Show every line below that contains the word "jacket", matching case exactly.

(Point-annotation data)
## START

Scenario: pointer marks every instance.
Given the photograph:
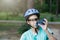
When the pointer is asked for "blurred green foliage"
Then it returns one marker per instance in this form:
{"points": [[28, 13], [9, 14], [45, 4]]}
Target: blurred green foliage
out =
{"points": [[24, 27]]}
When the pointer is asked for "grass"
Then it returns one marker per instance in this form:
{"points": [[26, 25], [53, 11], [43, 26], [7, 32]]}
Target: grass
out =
{"points": [[11, 16]]}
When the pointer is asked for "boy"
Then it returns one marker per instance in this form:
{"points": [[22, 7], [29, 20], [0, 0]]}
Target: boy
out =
{"points": [[36, 33]]}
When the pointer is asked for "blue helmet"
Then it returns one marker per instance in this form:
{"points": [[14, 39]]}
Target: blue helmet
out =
{"points": [[30, 12]]}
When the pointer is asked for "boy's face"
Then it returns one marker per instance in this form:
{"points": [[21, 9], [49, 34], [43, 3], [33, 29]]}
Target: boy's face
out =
{"points": [[32, 21]]}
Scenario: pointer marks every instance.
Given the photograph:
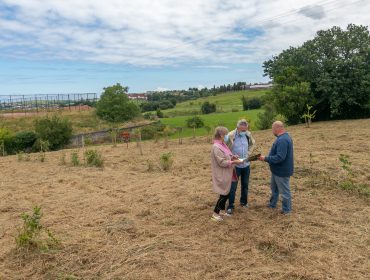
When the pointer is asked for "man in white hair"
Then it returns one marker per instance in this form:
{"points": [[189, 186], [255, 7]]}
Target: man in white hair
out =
{"points": [[241, 143], [281, 164]]}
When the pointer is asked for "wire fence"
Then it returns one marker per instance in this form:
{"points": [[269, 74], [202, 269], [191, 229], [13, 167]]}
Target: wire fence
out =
{"points": [[46, 102]]}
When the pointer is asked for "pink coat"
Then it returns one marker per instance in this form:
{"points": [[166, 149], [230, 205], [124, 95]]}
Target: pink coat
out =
{"points": [[222, 170]]}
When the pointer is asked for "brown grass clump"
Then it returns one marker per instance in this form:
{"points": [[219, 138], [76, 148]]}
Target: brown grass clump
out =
{"points": [[128, 222]]}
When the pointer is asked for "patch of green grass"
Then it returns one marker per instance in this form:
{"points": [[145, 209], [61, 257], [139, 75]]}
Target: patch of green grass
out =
{"points": [[228, 120], [224, 103]]}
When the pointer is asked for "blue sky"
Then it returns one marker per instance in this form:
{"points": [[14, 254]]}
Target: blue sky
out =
{"points": [[82, 46]]}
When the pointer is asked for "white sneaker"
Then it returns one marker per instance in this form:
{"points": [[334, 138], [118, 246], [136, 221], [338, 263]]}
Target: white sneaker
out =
{"points": [[216, 217], [224, 213]]}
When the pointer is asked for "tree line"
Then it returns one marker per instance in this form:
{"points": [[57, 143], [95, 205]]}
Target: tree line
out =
{"points": [[331, 73]]}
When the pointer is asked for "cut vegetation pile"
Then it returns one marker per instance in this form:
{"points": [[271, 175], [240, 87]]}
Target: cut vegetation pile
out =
{"points": [[133, 220]]}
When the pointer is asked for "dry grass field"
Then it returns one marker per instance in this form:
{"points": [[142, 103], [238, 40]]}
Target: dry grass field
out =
{"points": [[125, 222]]}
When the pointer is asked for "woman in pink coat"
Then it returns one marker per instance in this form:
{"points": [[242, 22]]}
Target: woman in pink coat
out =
{"points": [[222, 170]]}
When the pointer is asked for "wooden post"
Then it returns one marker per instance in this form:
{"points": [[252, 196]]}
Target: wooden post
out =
{"points": [[139, 141]]}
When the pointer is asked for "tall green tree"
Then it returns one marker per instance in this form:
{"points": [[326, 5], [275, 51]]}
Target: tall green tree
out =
{"points": [[114, 105], [331, 72]]}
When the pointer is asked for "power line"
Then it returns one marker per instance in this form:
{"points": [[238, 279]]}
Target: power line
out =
{"points": [[255, 23]]}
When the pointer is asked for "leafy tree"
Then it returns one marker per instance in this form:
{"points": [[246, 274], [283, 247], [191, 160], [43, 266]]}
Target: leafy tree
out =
{"points": [[114, 105], [195, 122], [331, 72], [55, 130], [208, 108], [251, 103], [159, 113]]}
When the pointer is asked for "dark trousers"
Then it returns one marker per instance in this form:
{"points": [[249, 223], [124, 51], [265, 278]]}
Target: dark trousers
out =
{"points": [[221, 203], [242, 173]]}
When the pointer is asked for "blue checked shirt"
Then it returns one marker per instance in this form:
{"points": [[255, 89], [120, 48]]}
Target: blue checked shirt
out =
{"points": [[240, 148]]}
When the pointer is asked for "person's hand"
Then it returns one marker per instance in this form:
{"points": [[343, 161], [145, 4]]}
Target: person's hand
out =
{"points": [[234, 157], [236, 161]]}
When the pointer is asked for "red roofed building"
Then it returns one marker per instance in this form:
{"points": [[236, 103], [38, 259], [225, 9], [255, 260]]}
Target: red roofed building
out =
{"points": [[137, 96]]}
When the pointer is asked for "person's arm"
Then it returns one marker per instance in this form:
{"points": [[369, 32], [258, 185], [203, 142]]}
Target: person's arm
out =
{"points": [[281, 152], [222, 160], [251, 144]]}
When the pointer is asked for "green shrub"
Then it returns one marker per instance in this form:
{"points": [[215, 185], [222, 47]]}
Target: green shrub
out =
{"points": [[159, 113], [93, 158], [194, 122], [24, 141], [57, 131], [151, 131], [208, 108], [265, 119], [33, 234], [166, 161], [75, 161]]}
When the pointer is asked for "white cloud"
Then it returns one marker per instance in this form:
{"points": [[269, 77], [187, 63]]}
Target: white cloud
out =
{"points": [[146, 32]]}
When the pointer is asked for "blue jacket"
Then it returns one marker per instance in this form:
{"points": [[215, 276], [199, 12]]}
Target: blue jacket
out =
{"points": [[280, 157]]}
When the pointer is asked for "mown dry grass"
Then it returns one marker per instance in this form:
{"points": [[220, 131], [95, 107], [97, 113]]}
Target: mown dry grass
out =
{"points": [[124, 222]]}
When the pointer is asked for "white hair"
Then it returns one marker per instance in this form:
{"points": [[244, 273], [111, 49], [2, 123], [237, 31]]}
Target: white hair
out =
{"points": [[242, 122]]}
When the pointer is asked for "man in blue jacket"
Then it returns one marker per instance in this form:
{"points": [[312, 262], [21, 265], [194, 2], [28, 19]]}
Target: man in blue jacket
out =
{"points": [[281, 164]]}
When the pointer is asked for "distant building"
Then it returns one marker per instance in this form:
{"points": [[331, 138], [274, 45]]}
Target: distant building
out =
{"points": [[137, 96], [260, 86]]}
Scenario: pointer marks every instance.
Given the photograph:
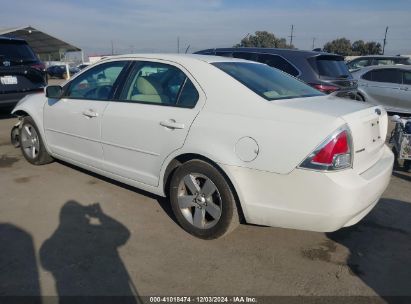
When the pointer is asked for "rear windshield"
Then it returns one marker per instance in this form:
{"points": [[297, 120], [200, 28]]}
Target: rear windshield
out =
{"points": [[16, 51], [330, 66], [266, 81]]}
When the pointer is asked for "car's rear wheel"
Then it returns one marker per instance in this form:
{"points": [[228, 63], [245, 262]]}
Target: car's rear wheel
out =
{"points": [[31, 143], [202, 200]]}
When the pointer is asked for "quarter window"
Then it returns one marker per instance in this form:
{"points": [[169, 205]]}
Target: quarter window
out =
{"points": [[358, 64], [387, 75], [406, 78], [367, 76], [158, 83], [278, 63], [97, 83]]}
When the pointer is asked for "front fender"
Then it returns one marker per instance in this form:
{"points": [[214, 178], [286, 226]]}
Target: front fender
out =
{"points": [[33, 105]]}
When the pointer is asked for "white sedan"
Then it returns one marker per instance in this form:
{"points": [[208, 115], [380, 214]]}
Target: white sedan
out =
{"points": [[226, 140]]}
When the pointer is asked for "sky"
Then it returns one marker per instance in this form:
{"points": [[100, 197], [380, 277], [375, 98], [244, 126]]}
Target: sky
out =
{"points": [[154, 25]]}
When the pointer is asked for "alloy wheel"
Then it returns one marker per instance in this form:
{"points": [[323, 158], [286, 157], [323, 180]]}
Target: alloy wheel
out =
{"points": [[199, 200]]}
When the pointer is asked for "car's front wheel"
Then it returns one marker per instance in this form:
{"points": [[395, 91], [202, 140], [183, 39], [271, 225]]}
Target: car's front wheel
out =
{"points": [[202, 200], [31, 143]]}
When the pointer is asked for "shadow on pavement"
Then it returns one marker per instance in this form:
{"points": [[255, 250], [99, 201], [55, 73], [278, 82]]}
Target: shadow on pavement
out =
{"points": [[82, 254], [162, 201], [380, 249], [5, 113], [18, 268]]}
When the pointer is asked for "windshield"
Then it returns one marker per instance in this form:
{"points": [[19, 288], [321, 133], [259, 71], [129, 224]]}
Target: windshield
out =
{"points": [[266, 81], [331, 66], [16, 52]]}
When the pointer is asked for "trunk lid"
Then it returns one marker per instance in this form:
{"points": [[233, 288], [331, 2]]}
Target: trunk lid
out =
{"points": [[368, 125]]}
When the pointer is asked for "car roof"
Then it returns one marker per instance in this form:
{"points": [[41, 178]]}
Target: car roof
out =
{"points": [[381, 56], [178, 57], [295, 52], [374, 67], [5, 38]]}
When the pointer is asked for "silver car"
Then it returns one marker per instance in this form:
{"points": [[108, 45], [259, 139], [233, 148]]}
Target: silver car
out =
{"points": [[389, 86]]}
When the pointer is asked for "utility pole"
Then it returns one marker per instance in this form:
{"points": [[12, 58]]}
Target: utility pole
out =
{"points": [[292, 34], [188, 47], [385, 40]]}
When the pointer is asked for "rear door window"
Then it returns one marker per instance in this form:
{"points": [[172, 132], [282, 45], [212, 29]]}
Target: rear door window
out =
{"points": [[384, 61], [278, 62], [98, 83], [160, 84], [406, 77], [330, 66], [13, 51], [387, 75]]}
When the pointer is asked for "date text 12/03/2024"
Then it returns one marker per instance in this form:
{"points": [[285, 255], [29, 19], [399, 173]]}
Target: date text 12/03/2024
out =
{"points": [[205, 299]]}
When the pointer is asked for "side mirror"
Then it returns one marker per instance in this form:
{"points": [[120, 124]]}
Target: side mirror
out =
{"points": [[54, 92]]}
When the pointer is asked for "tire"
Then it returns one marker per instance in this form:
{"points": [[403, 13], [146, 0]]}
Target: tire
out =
{"points": [[202, 200], [31, 143], [360, 97]]}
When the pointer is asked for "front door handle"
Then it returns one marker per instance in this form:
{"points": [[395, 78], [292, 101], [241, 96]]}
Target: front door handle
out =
{"points": [[172, 124], [90, 113]]}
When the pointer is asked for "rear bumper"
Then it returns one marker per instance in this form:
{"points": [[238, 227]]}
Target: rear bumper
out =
{"points": [[310, 200], [350, 94], [10, 99]]}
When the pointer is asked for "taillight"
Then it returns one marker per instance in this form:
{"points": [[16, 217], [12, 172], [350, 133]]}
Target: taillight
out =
{"points": [[38, 66], [335, 153], [325, 88]]}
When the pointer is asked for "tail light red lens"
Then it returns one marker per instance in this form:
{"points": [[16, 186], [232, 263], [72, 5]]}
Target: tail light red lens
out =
{"points": [[327, 89], [333, 154], [38, 66]]}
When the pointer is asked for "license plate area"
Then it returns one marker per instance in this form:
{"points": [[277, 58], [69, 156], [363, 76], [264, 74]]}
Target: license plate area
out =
{"points": [[8, 80]]}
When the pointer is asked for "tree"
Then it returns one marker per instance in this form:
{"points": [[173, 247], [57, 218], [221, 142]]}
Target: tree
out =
{"points": [[264, 39], [373, 48], [358, 48], [341, 46]]}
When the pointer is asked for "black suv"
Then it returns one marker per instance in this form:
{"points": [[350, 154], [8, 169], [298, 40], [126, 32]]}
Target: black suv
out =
{"points": [[21, 72], [324, 71]]}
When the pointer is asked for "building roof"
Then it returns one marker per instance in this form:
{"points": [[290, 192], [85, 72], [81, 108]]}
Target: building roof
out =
{"points": [[41, 42]]}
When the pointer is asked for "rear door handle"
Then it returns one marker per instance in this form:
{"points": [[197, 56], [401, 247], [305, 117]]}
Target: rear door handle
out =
{"points": [[172, 124], [90, 113]]}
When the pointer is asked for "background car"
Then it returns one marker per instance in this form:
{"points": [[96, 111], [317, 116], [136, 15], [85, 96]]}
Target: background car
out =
{"points": [[364, 61], [83, 65], [389, 86], [222, 138], [21, 72], [60, 71], [324, 71]]}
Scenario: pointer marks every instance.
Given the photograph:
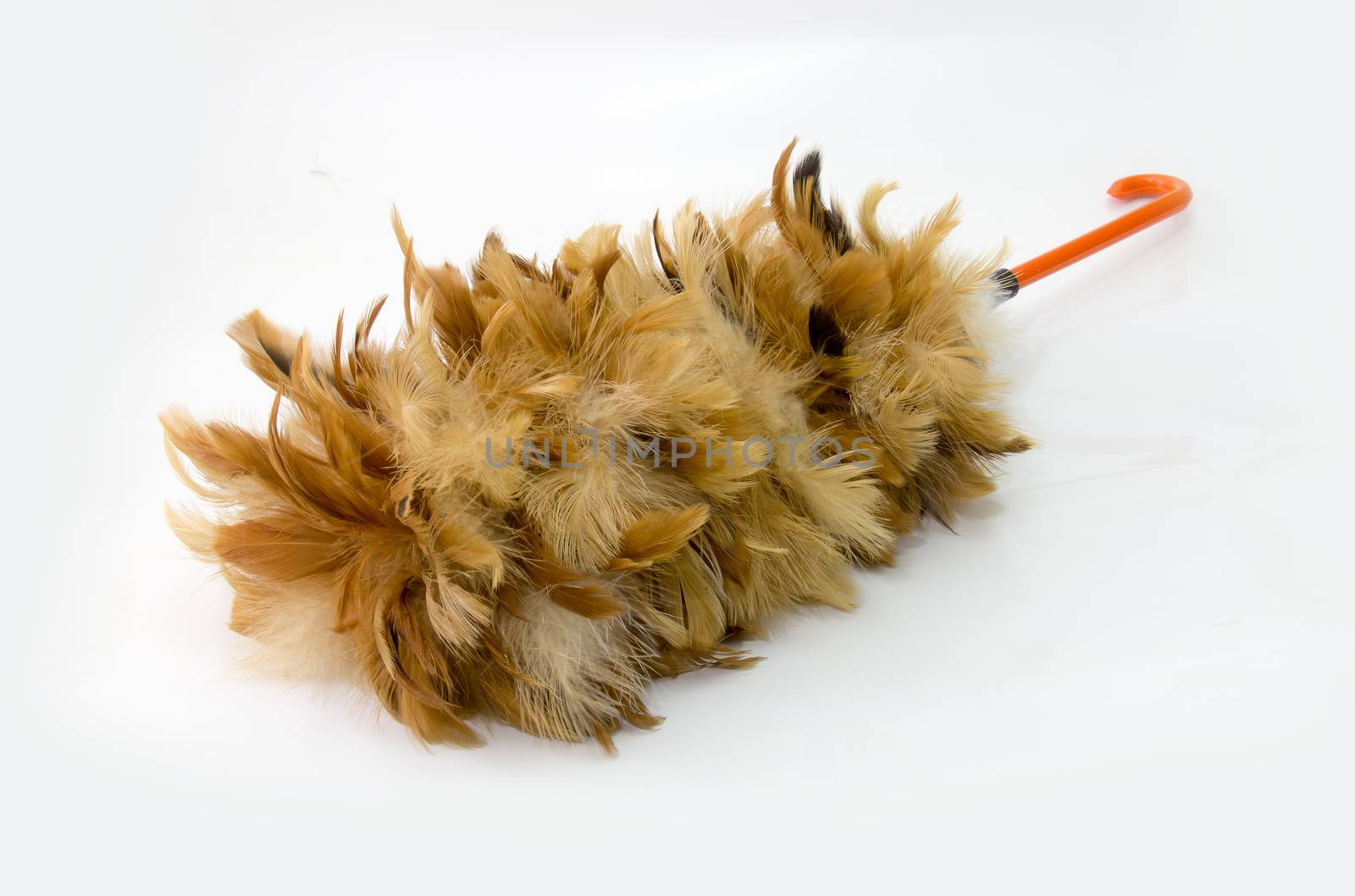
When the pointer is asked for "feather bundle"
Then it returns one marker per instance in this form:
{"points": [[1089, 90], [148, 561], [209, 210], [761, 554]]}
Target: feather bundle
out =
{"points": [[560, 482]]}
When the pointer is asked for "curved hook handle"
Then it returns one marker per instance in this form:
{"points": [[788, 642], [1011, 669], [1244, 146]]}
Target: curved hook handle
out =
{"points": [[1172, 196]]}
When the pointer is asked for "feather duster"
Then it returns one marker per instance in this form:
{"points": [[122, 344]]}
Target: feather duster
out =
{"points": [[562, 480]]}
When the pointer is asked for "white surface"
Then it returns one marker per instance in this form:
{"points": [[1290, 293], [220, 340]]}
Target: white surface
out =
{"points": [[1128, 672]]}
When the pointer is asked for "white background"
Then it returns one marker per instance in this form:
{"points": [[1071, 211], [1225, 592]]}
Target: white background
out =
{"points": [[1128, 672]]}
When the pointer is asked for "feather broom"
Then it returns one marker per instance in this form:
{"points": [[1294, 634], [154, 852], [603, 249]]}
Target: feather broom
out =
{"points": [[560, 482]]}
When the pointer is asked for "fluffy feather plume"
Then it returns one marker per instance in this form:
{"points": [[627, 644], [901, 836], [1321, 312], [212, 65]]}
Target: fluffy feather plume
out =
{"points": [[560, 482]]}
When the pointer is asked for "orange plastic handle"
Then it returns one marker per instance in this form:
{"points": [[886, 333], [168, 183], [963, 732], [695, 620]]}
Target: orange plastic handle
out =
{"points": [[1172, 196]]}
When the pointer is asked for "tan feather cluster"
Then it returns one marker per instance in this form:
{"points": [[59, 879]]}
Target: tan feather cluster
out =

## END

ANSWER TO THE EXERCISE
When the pointer is asked for "blue jacket"
Target: blue jacket
When the pointer is asked for "man in blue jacket"
Target: man in blue jacket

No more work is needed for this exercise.